··· Provided passage
# Import the Data

We are exploring StackOverflow Annual Developer survey data from 2019. The data is available at:
* https://insights.stackoverflow.com/survey in CSV format

In [1]:
import pandas as pd
import matplotlib.pyplot as plt
import pymongo
from pymongo import MongoClient
import json
from datetime import datetime

In [2]:
data = pd.read_csv("./data/developer_survey_2019/survey_results_public.csv")

In [3]:
data.shape

(88883, 85)

In [4]:
data.columns

Index(['Respondent', 'MainBranch', 'Hobbyist', 'OpenSourcer', 'OpenSource',
       'Employment', 'Country', 'Student', 'EdLevel', 'UndergradMajor',
       'EduOther', 'OrgSize', 'DevType', 'YearsCode', 'Age1stCode',
       'YearsCodePro', 'CareerSat', 'JobSat', 'MgrIdiot', 'MgrMoney',
       'MgrWant', 'JobSeek', 'LastHireDate', 'LastInt', 'FizzBuzz',
       'JobFactors', 'ResumeUpdate', 'CurrencySymbol', 'CurrencyDesc',
       'CompTotal', 'CompFreq', 'ConvertedComp', 'WorkWeekHrs', 'WorkPlan',
       'WorkChallenge', 'WorkRemote', 'WorkLoc', 'ImpSyn', 'CodeRev',
       'CodeRevHrs', 'UnitTests', 'PurchaseHow', 'PurchaseWhat',
       'LanguageWorkedWith', 'LanguageDesireNextYear', 'DatabaseWorkedWith',
       'DatabaseDesireNextYear', 'PlatformWorkedWith',
       'PlatformDesireNextYear', 'WebFrameWorkedWith',
       'WebFrameDesireNextYear', 'MiscTechWorkedWith',
       'MiscTechDesireNextYear', 'DevEnviron', 'OpSys', 'Containers',
       'BlockchainOrg', 'BlockchainIs', 'BetterLife'

The data is pretty large. Consists of inputs from almost 89,000 developers. The data is multidimensinal. It has 85 columns. Since not all the columns will be used in our analysis we will trim down the dataset as much as we need.
······
··· Record extracts
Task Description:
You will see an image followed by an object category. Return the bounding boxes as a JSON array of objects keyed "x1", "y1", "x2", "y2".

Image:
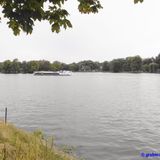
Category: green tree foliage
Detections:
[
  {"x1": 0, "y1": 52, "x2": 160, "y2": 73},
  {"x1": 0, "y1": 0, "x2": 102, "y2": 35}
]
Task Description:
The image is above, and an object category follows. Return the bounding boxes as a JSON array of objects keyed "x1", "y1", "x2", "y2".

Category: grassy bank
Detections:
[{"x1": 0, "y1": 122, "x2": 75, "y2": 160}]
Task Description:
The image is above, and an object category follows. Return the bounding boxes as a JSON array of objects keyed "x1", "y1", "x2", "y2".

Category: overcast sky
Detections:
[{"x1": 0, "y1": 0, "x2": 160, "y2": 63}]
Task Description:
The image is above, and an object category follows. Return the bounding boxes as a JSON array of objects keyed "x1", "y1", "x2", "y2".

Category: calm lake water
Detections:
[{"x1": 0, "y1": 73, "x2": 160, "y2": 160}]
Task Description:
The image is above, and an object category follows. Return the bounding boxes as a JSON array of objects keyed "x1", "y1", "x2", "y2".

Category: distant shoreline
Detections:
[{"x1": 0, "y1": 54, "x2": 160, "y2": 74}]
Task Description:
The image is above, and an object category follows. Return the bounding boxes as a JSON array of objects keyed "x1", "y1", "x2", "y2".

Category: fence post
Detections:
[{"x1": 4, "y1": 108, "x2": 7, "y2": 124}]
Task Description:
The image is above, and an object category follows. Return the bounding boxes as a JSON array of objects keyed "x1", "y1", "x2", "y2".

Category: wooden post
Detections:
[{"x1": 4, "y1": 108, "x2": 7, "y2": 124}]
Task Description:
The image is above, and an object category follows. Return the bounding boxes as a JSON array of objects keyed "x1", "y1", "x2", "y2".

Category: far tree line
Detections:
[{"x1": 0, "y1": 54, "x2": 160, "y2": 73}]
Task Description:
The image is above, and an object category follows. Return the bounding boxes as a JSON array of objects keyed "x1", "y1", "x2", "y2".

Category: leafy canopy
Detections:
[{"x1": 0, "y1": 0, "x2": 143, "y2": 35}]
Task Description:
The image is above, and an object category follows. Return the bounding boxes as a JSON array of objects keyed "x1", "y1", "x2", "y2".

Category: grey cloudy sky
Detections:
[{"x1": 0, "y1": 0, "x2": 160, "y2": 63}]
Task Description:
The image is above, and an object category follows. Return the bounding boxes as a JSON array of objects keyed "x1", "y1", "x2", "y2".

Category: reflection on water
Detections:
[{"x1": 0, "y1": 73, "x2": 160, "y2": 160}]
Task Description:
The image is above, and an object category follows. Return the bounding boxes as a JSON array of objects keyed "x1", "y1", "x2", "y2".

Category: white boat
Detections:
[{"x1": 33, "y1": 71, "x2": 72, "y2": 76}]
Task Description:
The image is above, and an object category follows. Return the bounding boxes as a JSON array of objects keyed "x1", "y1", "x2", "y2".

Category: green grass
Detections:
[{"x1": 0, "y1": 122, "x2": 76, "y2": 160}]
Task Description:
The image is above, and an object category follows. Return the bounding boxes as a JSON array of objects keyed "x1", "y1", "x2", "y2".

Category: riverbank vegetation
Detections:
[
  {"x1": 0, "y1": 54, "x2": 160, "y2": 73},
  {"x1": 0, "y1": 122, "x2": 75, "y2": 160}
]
······
Objective:
Please copy the survey data import walkthrough in full, word for word. These records were drawn from a separate source.

Completed exercise:
# Import the Data

We are exploring StackOverflow Annual Developer survey data from 2019. The data is available at:
* https://insights.stackoverflow.com/survey in CSV format

In [1]:
import pandas as pd
import matplotlib.pyplot as plt
import pymongo
from pymongo import MongoClient
import json
from datetime import datetime

In [2]:
data = pd.read_csv("./data/developer_survey_2019/survey_results_public.csv")

In [3]:
data.shape

(88883, 85)

In [4]:
data.columns

Index(['Respondent', 'MainBranch', 'Hobbyist', 'OpenSourcer', 'OpenSource',
       'Employment', 'Country', 'Student', 'EdLevel', 'UndergradMajor',
       'EduOther', 'OrgSize', 'DevType', 'YearsCode', 'Age1stCode',
       'YearsCodePro', 'CareerSat', 'JobSat', 'MgrIdiot', 'MgrMoney',
       'MgrWant', 'JobSeek', 'LastHireDate', 'LastInt', 'FizzBuzz',
       'JobFactors', 'ResumeUpdate', 'CurrencySymbol', 'CurrencyDesc',
       'CompTotal', 'CompFreq', 'ConvertedComp', 'WorkWeekHrs', 'WorkPlan',
       'WorkChallenge', 'WorkRemote', 'WorkLoc', 'ImpSyn', 'CodeRev',
       'CodeRevHrs', 'UnitTests', 'PurchaseHow', 'PurchaseWhat',
       'LanguageWorkedWith', 'LanguageDesireNextYear', 'DatabaseWorkedWith',
       'DatabaseDesireNextYear', 'PlatformWorkedWith',
       'PlatformDesireNextYear', 'WebFrameWorkedWith',
       'WebFrameDesireNextYear', 'MiscTechWorkedWith',
       'MiscTechDesireNextYear', 'DevEnviron', 'OpSys', 'Containers',
       'BlockchainOrg', 'BlockchainIs', 'BetterLife'

The data is pretty large. Consists of inputs from almost 89,000 developers. The data is multidimensinal. It has 85 columns. Since not all the columns will be used in our analysis we will trim down the dataset as much as we need.